**** RECORDS TO USE ****

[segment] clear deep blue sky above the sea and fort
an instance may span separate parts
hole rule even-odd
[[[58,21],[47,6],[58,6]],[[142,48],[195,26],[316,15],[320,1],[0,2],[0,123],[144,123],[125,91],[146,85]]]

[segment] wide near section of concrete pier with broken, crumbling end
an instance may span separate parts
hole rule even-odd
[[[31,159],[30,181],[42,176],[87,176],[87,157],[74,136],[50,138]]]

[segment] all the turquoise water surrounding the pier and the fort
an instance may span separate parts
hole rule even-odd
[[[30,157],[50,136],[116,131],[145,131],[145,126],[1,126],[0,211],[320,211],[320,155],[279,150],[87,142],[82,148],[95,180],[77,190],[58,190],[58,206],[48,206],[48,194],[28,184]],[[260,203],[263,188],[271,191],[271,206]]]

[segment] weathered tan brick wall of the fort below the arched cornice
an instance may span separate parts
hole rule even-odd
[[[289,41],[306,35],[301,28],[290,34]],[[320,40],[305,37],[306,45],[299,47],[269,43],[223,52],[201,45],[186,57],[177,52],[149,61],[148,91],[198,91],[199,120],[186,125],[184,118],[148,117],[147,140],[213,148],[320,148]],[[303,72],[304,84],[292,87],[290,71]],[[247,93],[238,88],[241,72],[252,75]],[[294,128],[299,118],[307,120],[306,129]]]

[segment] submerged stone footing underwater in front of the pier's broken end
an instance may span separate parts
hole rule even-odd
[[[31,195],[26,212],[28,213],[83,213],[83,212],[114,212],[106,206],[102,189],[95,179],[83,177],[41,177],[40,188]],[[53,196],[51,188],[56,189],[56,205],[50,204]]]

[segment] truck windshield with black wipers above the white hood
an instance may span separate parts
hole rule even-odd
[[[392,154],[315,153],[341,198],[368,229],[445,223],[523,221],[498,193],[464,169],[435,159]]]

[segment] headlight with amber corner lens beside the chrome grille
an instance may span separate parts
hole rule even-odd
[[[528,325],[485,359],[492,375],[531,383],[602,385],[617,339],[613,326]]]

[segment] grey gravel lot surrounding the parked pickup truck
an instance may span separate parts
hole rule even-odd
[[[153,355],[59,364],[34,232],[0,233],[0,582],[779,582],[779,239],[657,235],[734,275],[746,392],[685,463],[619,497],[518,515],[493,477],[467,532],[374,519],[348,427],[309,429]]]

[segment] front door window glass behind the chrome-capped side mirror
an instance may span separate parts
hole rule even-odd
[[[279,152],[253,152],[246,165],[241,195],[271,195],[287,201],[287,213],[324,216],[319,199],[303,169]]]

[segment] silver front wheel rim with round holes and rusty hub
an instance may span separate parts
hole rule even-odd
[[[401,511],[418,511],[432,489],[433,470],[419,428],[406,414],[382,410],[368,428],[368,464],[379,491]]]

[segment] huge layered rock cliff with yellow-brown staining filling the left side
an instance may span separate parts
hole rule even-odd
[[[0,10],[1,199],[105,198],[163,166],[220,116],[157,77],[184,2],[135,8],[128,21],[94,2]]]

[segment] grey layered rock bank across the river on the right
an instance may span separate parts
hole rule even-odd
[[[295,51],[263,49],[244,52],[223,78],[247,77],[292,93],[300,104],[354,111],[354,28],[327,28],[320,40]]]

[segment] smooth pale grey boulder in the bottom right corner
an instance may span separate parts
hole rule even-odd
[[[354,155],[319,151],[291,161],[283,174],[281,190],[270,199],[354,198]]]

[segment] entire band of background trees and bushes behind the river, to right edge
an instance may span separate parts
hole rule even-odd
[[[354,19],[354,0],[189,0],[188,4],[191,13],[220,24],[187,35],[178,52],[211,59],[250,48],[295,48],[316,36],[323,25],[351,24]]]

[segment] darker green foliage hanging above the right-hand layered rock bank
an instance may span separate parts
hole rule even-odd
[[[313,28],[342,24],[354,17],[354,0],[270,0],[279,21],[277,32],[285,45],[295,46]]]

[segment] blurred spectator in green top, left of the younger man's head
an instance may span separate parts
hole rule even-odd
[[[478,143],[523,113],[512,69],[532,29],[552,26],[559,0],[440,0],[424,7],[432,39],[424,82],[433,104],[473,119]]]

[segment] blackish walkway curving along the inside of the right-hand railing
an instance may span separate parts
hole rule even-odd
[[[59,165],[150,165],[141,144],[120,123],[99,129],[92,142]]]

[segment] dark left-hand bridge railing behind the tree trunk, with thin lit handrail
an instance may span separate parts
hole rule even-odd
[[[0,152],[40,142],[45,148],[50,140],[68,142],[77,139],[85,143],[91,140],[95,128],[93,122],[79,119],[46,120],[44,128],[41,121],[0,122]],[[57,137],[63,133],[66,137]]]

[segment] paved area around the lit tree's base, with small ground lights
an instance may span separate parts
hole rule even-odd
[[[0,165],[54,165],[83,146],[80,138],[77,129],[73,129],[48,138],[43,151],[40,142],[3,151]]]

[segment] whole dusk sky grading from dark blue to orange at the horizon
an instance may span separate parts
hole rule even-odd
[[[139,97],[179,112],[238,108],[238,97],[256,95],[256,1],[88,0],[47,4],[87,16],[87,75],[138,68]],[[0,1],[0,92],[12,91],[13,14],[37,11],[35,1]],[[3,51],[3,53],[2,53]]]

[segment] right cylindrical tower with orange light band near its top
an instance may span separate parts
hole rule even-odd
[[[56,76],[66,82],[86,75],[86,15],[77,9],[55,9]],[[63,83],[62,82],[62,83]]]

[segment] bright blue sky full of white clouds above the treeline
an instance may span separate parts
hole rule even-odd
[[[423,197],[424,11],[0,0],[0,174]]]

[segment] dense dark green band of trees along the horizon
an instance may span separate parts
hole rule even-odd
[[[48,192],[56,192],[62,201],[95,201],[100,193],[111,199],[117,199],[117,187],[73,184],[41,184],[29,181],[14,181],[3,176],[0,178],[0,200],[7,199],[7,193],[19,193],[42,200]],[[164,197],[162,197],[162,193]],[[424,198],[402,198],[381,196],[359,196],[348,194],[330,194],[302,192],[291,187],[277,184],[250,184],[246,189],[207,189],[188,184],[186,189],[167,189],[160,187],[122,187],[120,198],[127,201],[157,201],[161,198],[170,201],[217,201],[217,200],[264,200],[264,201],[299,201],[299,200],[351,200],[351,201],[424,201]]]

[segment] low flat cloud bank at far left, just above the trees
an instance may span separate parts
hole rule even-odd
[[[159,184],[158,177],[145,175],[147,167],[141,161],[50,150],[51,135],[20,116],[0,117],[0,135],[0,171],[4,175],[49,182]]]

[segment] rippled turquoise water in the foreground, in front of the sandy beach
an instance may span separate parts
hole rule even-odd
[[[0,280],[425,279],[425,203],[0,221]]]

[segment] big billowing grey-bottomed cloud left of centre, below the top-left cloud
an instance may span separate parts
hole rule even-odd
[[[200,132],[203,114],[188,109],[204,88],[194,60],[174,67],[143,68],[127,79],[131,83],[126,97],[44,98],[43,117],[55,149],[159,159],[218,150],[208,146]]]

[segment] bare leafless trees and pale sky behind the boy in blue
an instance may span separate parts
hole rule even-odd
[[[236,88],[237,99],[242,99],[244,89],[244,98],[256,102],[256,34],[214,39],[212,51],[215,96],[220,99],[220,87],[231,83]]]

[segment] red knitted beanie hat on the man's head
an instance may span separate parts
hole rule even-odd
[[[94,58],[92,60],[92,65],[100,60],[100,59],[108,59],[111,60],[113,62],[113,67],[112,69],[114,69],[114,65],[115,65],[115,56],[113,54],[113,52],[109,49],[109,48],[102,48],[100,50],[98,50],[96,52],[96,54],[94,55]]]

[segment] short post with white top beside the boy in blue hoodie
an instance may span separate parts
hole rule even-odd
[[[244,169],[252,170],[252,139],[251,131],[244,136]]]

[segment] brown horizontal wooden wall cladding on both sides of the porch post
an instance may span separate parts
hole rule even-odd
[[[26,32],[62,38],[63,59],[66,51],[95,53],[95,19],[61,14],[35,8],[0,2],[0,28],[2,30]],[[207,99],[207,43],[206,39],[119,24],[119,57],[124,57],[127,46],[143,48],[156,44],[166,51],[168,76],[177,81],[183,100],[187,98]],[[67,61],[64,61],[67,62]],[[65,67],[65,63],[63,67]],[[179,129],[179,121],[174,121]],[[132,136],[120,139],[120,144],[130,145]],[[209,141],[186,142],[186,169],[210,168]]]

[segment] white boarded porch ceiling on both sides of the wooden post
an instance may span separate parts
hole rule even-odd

****

- [WORK TO BE COMPLETED]
Which lines in the records above hold the string "along"? Copy each of them.

- [WRITTEN RESPONSE]
[segment] blackish walkway curving along the inside of the right-hand railing
[segment] dense dark green band of trees along the horizon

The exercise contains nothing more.